Top of Material provided

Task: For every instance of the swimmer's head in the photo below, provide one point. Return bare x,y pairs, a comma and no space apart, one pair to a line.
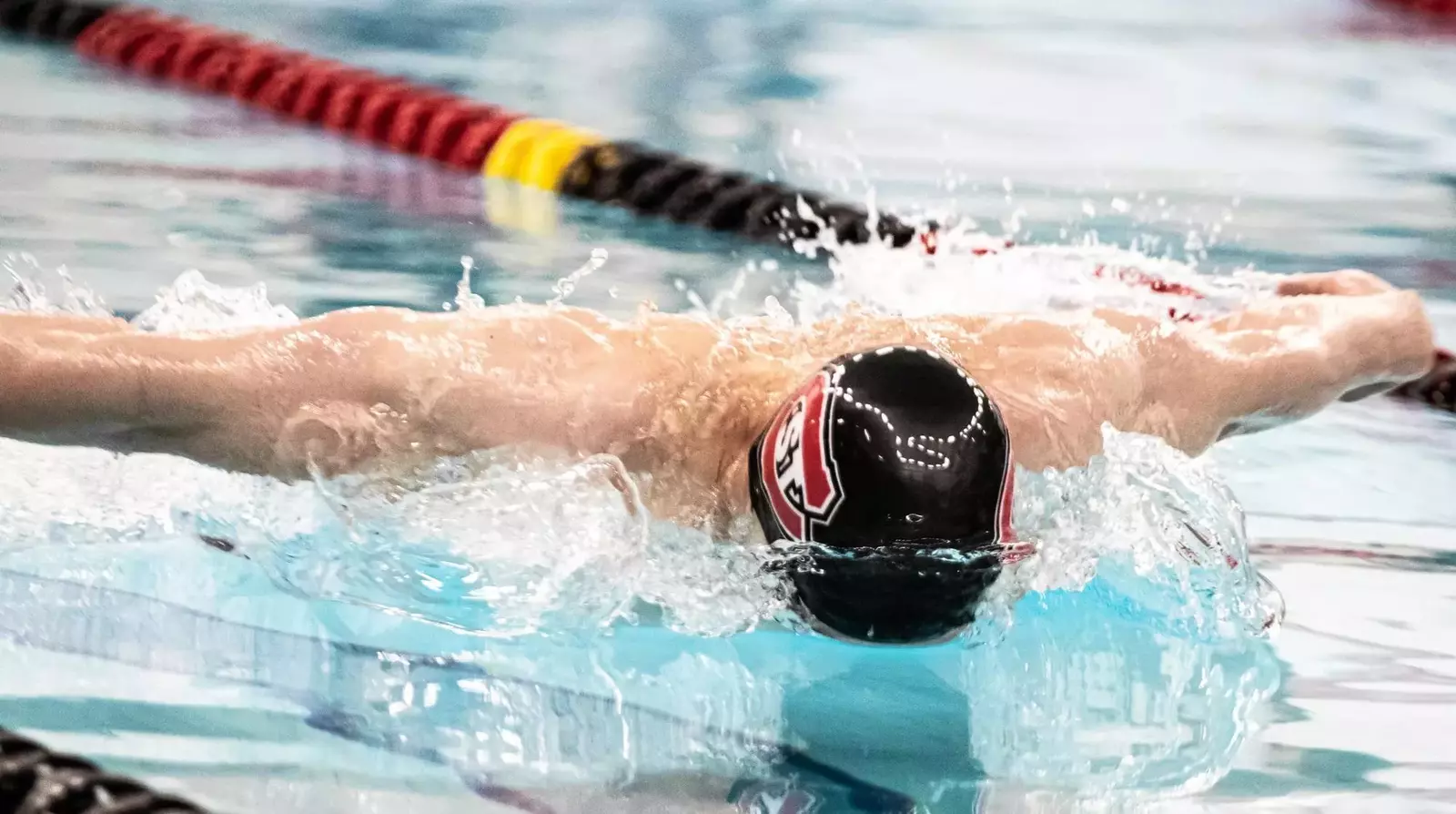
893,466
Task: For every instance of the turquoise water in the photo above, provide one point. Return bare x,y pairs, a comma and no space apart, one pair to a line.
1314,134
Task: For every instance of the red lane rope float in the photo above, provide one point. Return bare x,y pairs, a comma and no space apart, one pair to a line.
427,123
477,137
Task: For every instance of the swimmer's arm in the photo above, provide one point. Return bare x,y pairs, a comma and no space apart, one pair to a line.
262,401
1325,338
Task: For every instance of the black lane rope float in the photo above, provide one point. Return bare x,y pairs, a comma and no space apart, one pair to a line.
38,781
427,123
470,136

Bottom of Material provided

To do: Print the listing word for word, but omit the pictures.

Your response:
Task: For every instance of the swimmer's head in the photo below, provide one point. Return bare x,y pairs, a comma and no space apart, one pair to a line.
893,466
Task: For every instance of the turquoise water in the photo above, provide one point. Return bare x,y pairs, a comma and no space apart, one pair to a line.
1314,134
Task: For every instance of the red lane rope float in the photo above, provide one point. Return bare x,y pairs, a comma and no space apart, one pair to a line.
427,123
477,137
Task: For every instance of the swimmer's arm in the photo above, provide one point. Return bare x,y pairs, a comma and no space apart, one pair to a line.
262,401
1325,338
Task: For every instance of the black lane rope float in the photo above, provide one point. Return bare x,y pairs, a comma and no space apart, one pair to a line.
38,781
427,123
470,136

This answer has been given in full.